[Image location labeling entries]
------------------------------------

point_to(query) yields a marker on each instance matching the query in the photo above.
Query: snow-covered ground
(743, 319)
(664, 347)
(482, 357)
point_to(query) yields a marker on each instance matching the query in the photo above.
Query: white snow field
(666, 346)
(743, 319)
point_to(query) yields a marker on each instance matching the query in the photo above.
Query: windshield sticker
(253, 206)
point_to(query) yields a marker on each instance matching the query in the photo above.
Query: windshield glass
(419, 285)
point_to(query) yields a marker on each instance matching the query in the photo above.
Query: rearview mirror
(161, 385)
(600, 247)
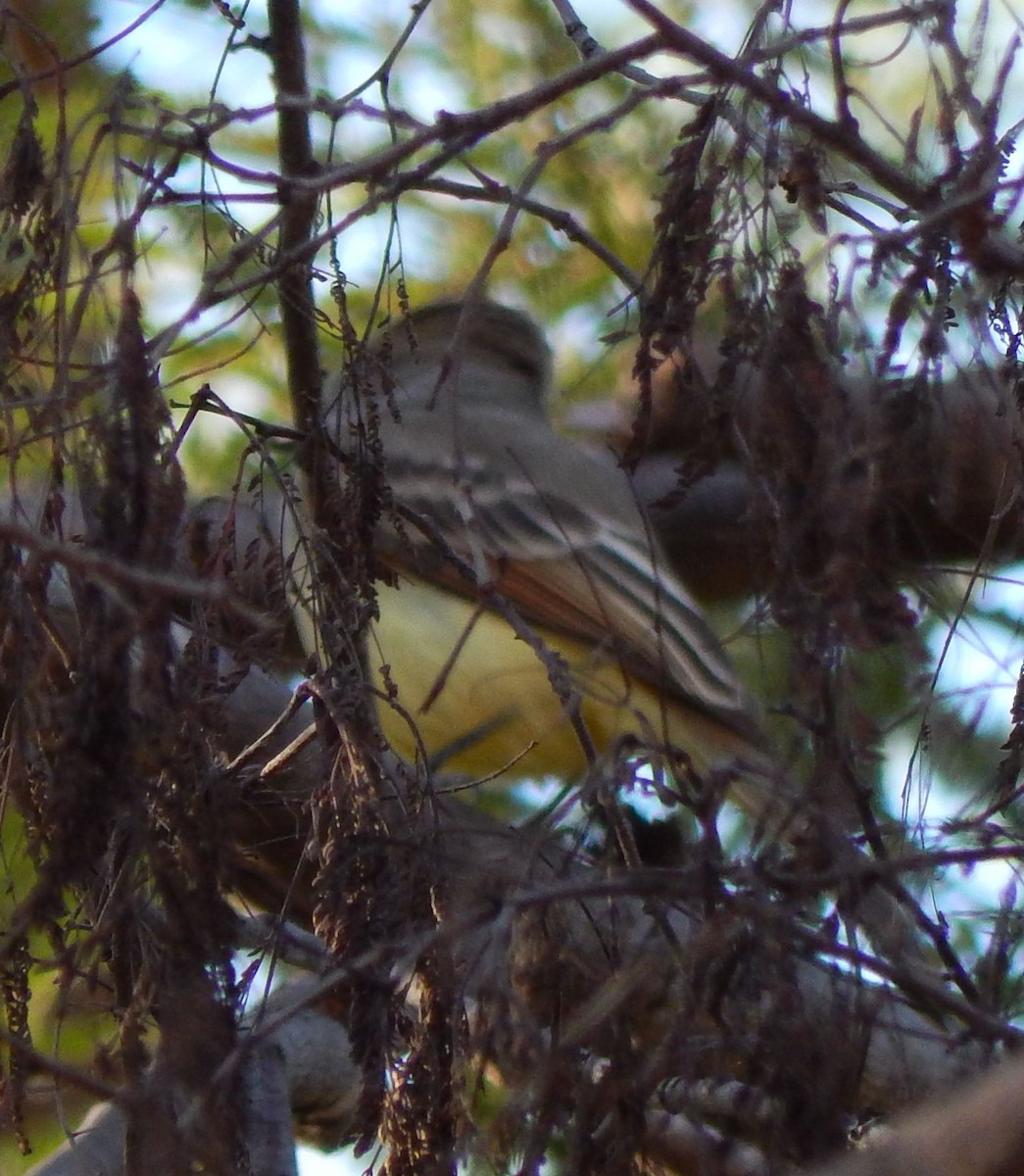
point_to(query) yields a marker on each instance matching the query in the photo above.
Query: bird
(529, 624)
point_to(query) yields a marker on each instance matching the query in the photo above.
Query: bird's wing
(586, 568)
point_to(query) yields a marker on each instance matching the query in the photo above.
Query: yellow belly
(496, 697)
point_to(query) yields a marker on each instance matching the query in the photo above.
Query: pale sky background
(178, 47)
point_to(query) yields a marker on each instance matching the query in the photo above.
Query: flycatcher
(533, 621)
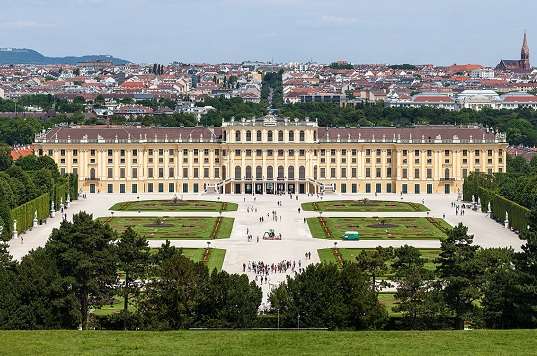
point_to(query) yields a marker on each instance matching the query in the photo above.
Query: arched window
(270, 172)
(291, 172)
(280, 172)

------------------------------------

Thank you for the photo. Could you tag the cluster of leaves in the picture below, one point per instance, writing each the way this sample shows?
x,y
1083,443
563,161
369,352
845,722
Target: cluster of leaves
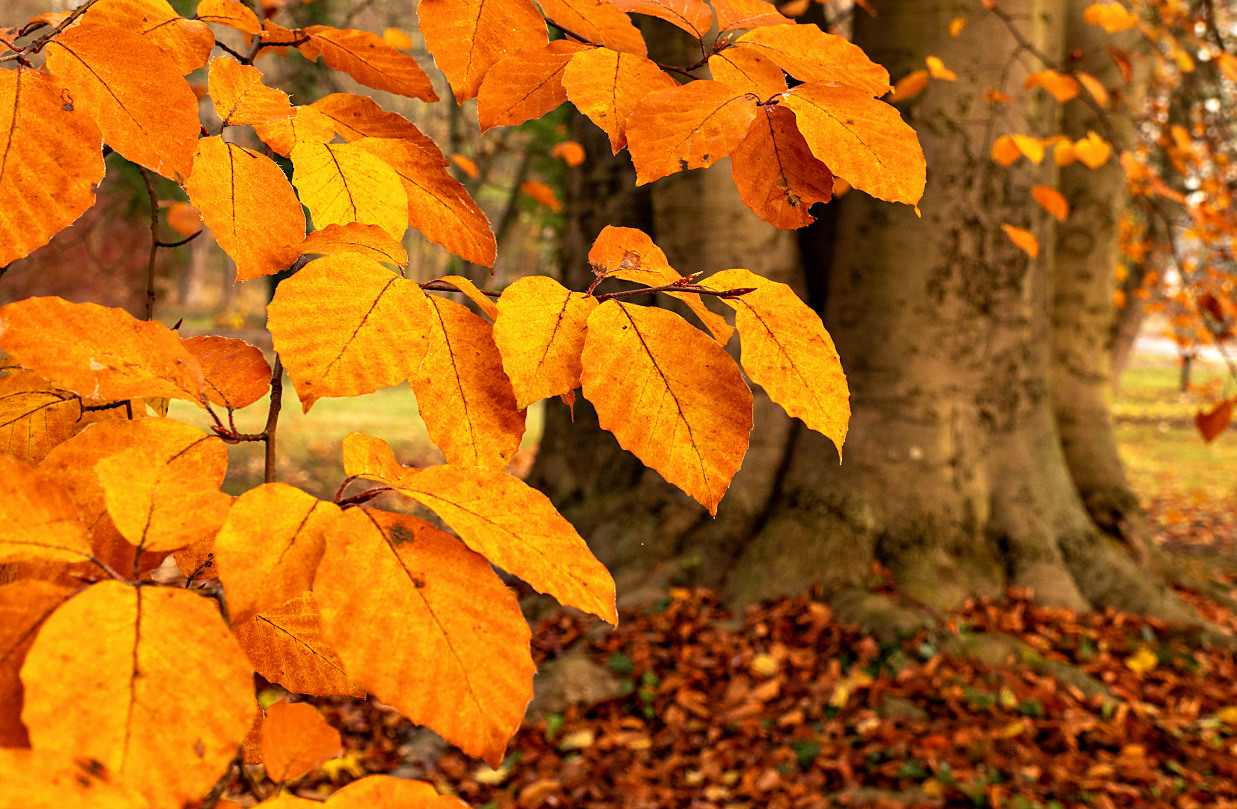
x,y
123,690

------------------------------------

◆ **GIVEN INSTRUCTION**
Return every line of the records containing the string "leaves", matching case exactly.

◆ **TASK OUTPUT**
Thank you for the photo. Could you tag the cluster of leaves in the picture below, one point per instance, writing each the way this sample shows?
Target: cluster of leaves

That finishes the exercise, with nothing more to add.